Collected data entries
——————————

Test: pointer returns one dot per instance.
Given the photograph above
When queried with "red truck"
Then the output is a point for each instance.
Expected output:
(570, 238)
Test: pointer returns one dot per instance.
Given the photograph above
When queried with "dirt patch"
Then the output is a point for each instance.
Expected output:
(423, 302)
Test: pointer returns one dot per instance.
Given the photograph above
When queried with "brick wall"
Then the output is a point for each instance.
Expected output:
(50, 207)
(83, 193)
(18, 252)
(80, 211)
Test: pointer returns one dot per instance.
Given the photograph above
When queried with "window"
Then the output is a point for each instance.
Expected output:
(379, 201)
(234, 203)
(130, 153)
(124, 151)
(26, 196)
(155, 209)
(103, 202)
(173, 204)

——————————

→ **Directions for this task**:
Output an exact copy of each record.

→ **Your solution**:
Test: pointer returns one dot per instance.
Given the photograph above
When queried with "red truck"
Then the output is a point for each instance.
Expected output:
(570, 238)
Test: pointer returns one dot per instance.
Given the photograph above
When queried with "dirt patch"
Then the output is a point for each instance.
Expected output:
(423, 302)
Test: pointer returns one dot per instance.
Given the photograph above
When queried with "brick wall"
Then the output is a point for each instance.
Expected output:
(50, 207)
(83, 193)
(18, 252)
(80, 211)
Test: pointer returns one dot per instance.
Given the photograph above
When queried with "window"
Then the output is a point for each instance.
Expected output:
(379, 201)
(234, 203)
(130, 153)
(124, 151)
(26, 196)
(155, 209)
(103, 202)
(173, 204)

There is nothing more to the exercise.